* BEGIN *
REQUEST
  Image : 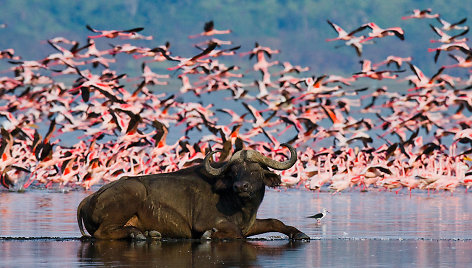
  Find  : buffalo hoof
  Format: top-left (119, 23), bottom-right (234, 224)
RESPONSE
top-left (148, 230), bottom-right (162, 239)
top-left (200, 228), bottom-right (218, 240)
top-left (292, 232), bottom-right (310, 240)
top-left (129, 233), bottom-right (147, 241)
* END *
* BEGIN *
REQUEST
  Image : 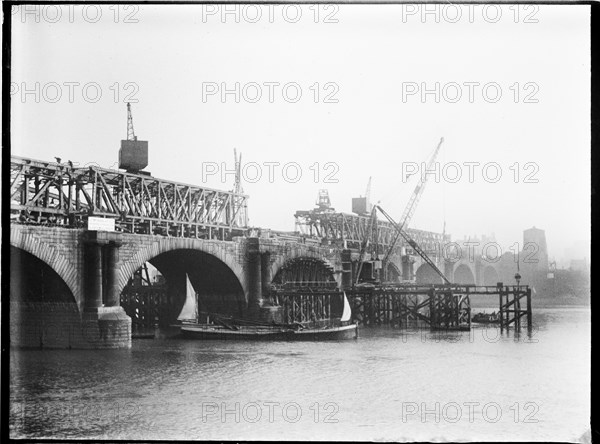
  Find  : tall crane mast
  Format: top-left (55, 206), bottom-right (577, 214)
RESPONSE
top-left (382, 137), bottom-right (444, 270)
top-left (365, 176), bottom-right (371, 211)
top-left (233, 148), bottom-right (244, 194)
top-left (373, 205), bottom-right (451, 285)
* END *
* BEGIN *
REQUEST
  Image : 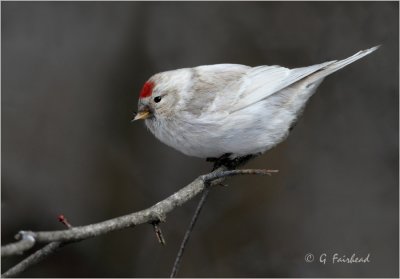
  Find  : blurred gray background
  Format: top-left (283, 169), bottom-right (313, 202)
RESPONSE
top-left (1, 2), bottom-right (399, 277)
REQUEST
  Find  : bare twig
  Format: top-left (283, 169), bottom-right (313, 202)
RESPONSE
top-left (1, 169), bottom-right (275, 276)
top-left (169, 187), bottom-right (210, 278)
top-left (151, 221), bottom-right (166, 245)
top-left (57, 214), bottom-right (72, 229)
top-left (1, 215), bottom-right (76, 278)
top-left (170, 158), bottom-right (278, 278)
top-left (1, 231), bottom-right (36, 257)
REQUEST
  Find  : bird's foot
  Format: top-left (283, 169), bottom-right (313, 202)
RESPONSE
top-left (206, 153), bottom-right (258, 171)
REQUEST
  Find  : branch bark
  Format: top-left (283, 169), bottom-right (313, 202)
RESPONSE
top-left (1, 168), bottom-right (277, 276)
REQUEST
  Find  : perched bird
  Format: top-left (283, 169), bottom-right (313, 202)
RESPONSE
* END *
**WRITTEN PROBLEM:** Which lines in the items above contain the string "Find" with matching case? Return every one of those lines in full.

**THE RESPONSE:**
  Find  : buffalo hoof
  Find  : tall crane mast
  Find  : blurred gray background
  Find  : bare twig
  Find  : bird's foot
  Find  : branch bark
  Find  : perched bird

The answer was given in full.